From the material below, give the lines between the one holding "Find the shoulder" and the one holding "column 302, row 183", inclusive, as a JSON list of strings with one string per line and no blank lines.

[Source records]
--*--

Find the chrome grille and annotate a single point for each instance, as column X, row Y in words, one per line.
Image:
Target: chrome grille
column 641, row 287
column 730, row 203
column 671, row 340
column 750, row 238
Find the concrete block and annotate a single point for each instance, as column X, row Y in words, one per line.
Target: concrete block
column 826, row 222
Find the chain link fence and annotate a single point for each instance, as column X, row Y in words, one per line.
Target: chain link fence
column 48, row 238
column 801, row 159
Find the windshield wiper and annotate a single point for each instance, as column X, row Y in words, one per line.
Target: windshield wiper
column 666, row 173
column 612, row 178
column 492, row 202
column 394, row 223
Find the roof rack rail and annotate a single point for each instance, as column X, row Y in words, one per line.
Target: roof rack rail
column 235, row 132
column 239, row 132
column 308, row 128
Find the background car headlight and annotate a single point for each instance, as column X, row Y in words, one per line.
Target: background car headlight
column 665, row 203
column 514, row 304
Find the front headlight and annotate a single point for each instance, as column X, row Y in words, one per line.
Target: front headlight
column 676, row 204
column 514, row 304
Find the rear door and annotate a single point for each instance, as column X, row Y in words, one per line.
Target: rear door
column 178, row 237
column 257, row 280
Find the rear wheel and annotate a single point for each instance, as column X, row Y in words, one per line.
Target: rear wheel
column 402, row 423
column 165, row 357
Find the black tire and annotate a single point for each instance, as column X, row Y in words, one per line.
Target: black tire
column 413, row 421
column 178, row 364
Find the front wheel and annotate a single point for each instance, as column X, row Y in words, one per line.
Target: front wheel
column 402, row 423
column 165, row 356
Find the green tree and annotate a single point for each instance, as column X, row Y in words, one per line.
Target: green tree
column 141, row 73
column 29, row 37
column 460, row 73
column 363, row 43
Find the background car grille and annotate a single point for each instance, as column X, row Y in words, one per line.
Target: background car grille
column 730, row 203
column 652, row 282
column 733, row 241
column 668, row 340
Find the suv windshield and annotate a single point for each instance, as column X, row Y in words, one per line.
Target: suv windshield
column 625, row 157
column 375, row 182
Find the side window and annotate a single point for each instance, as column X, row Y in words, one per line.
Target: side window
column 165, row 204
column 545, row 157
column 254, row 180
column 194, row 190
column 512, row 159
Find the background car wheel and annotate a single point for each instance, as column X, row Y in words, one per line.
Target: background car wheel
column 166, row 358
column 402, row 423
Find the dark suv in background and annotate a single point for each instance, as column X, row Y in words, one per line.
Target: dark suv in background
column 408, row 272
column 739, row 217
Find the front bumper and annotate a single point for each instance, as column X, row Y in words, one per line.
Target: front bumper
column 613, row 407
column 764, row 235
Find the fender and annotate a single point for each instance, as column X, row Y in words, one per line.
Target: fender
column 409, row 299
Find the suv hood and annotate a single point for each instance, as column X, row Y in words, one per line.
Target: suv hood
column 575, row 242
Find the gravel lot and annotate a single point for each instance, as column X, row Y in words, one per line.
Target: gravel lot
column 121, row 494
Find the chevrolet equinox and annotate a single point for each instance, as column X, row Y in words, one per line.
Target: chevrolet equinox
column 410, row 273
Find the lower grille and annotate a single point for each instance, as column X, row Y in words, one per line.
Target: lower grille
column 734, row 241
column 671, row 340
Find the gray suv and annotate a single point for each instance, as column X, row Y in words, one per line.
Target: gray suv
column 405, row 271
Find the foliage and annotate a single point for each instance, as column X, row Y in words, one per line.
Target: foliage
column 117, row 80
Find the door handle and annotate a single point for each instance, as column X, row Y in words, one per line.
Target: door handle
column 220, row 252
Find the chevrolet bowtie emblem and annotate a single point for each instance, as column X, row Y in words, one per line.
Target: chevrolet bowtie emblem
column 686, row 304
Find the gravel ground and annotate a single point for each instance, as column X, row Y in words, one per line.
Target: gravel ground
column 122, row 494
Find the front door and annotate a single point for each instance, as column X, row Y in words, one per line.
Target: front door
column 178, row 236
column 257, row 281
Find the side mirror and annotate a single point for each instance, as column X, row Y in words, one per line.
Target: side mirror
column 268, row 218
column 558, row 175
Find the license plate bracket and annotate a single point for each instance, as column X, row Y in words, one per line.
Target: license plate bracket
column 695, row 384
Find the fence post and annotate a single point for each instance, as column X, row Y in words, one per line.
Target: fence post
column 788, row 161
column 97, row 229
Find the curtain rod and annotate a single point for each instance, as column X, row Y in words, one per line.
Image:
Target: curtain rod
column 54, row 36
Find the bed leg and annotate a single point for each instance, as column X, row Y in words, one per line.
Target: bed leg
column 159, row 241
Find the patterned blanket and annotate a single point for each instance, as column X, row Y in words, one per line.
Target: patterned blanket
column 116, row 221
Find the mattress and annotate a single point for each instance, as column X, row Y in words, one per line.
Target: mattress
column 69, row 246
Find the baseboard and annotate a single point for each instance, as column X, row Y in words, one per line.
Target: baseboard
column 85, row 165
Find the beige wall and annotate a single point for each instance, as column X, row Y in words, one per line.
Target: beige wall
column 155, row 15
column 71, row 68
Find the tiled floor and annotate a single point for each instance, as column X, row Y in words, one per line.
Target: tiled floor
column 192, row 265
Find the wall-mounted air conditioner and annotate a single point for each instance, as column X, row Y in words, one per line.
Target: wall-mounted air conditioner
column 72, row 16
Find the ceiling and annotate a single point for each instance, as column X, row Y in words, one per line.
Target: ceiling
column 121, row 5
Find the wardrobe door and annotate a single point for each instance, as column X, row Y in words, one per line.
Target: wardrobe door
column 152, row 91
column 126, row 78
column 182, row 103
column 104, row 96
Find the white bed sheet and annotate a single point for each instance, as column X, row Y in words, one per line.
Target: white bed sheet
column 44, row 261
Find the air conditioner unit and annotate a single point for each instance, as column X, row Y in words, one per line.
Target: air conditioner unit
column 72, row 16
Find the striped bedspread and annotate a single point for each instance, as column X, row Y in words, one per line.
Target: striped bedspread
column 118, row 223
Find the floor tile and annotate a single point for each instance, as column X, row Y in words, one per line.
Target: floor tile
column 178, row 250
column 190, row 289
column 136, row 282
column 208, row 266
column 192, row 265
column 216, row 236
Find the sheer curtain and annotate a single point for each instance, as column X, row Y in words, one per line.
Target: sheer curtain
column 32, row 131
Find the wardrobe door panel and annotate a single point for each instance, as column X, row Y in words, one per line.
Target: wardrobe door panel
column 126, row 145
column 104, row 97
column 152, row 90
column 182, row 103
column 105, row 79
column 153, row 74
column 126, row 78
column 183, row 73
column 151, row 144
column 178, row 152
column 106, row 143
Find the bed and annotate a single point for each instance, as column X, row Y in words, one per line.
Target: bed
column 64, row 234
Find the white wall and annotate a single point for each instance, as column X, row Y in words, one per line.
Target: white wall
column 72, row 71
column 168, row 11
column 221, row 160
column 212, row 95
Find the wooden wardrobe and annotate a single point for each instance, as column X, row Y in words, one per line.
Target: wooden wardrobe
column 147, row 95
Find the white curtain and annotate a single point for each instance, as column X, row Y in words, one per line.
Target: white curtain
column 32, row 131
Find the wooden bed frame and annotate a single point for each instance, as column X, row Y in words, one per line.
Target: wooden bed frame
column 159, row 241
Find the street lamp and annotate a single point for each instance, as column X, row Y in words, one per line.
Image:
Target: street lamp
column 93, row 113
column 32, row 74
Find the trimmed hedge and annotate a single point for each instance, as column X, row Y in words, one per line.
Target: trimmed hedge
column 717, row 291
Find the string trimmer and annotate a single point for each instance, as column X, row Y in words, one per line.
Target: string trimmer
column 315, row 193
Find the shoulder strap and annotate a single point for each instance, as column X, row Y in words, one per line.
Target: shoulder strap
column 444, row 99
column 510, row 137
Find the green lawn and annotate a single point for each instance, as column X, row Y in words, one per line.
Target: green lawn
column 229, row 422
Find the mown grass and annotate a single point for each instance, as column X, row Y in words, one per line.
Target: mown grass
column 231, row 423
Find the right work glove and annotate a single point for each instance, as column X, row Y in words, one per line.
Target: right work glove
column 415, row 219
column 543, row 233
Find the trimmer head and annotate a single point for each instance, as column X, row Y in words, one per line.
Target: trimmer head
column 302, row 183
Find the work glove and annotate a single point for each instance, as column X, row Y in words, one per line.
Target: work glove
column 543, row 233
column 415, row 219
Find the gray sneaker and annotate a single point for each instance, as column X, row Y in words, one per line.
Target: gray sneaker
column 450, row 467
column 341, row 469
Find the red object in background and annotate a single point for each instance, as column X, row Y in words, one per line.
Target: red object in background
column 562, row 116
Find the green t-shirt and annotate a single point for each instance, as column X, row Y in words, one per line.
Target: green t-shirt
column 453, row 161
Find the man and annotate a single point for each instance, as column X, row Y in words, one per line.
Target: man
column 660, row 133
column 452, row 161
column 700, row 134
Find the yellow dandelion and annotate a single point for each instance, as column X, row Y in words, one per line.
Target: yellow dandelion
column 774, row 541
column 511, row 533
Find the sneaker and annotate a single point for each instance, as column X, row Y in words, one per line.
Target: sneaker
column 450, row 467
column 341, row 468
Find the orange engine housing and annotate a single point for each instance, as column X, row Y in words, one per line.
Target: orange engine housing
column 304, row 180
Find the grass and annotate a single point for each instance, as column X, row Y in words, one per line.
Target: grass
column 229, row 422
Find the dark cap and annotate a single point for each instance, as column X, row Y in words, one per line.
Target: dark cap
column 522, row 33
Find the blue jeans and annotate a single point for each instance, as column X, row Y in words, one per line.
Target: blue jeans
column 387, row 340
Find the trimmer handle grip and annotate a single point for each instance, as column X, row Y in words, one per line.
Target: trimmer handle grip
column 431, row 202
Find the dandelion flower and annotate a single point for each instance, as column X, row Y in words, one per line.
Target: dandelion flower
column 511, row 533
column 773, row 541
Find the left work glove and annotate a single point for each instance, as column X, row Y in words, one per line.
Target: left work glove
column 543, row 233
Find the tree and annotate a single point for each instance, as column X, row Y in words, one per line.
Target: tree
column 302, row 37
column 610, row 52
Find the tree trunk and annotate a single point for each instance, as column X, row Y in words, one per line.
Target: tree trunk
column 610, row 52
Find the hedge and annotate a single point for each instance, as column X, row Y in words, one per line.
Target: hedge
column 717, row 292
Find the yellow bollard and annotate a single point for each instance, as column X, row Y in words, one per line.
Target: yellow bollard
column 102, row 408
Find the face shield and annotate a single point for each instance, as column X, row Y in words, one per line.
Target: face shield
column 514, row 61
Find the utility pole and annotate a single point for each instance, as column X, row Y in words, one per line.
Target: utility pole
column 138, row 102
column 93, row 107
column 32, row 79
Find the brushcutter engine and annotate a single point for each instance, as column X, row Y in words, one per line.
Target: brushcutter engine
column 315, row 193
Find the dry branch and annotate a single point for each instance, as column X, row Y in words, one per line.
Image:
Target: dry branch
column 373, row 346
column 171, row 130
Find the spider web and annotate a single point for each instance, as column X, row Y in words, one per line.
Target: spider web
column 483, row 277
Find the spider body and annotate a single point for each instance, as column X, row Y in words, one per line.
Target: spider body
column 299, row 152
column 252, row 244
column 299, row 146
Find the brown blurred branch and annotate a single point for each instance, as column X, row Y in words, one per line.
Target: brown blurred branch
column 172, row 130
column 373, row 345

--*--

### Answer
[
  "Find the shoulder strap and annotate a single point for each instance, as column X, row Y in words, one per line.",
  "Target: shoulder strap",
  "column 444, row 99",
  "column 510, row 137",
  "Find the green lawn and annotate a single point for each instance, as column X, row Y in words, one per line.",
  "Target: green lawn",
  "column 229, row 422",
  "Find the mown grass and annotate a single point for each instance, as column X, row Y in words, one per line.",
  "Target: mown grass",
  "column 231, row 423",
  "Find the right work glove and annotate a single point for each instance, as column X, row Y in words, one per line.",
  "Target: right work glove",
  "column 415, row 219",
  "column 543, row 233",
  "Find the trimmer head and annotate a single point for each instance, as column X, row Y in words, one per line.",
  "Target: trimmer head",
  "column 302, row 183"
]